* Study text:
Types of water filter and what they remove
We sell a wide variety of water filters. The first category are simple water filter bottles and jugs that contain ground carbon filters and do a reasonable job at filtering out some chemicals such as chlorine and THMs. More advanced water filters contain “activated carbon”. These filters typically come in the form of a cylinder (through which the water passes) and are connected directly to you mains water supply underneath your kitchen sink (these are known as Under Counter – In Line Filters. These filters remove 99% of chlorine and are very effective at removing THMs, pesticides and other organic compounds. These filters also remove bad tastes and odours from water.
However, carbon filters are not effective at removing heavy metals and dissolved inorganic contaminants such as microbial cysts, arsenic, asbestos, barium, beryllium, cadmium, chromium, copper, fluoride, mercury, nickel, nitrates, selenium, sulfate, thallium and other contaminants.
In order to remove these additional contaminants it is necessary to use reverse osmosis technology. Reverse osmosis filters force water through a semi-permeable membrane – a thin, pliable sheet that allows some molecules through it but not others. When combined with an activated carbon filter (all the reverse osmosis filters we sell include a carbon filter as well) they are the most effective water filtration technology available and remove 99% of harmful contaminants that may be present in tap water.
An important consideration to be aware of is that regardless of what water filter you use, the filters (i.e. the cylinders under the sink) will need to be replaced. Filters in water jugs usually require changing every two months but often they indicate when they require changing. Filters in activated carbon and reverse osmosis systems typically require changing once a year.

* Dataset entries:
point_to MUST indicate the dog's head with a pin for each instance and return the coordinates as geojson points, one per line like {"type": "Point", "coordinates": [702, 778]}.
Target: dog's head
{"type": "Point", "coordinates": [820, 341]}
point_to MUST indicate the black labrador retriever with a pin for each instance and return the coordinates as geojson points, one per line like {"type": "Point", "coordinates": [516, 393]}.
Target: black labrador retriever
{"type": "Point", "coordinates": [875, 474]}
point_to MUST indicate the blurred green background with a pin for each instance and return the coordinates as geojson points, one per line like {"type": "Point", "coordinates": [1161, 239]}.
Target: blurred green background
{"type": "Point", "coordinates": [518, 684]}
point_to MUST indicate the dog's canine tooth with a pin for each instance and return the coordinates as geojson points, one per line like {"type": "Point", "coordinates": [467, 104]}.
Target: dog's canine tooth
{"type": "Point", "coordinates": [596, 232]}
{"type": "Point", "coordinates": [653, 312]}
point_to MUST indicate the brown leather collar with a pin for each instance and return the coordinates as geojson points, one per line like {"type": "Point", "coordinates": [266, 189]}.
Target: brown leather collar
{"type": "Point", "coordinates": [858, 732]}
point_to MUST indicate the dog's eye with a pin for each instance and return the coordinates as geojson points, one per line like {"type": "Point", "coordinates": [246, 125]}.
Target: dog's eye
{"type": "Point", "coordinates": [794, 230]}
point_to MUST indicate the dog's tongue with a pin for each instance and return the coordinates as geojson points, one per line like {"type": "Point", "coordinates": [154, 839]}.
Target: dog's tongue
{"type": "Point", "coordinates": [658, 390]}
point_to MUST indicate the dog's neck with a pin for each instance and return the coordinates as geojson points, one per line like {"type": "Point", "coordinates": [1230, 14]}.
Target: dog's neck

* Actions to take:
**1.** Turn the paragraph of the water filter text that begins "An important consideration to be aware of" into a short bulleted list that keeps its main facts.
**2.** According to the water filter text, why is reverse osmosis technology needed in addition to carbon filters? Answer in one to three sentences.
**3.** In the water filter text, what percentage of chlorine do activated carbon filters remove?
The lines have no connection to the water filter text.

* Outputs in order:
**1.**
- Every type of water filter needs its filters (the cylinders under the sink) replaced.
- Water jug filters usually need changing every two months, and they often show when a change is due.
- Activated carbon and reverse osmosis filters typically need changing once a year.

**2.** Carbon filters are not effective at removing heavy metals and dissolved inorganic contaminants such as arsenic, fluoride, mercury and nitrates. Reverse osmosis forces water through a semi-permeable membrane that lets some molecules pass but not others, which removes these additional contaminants.

**3.** They remove 99% of chlorine.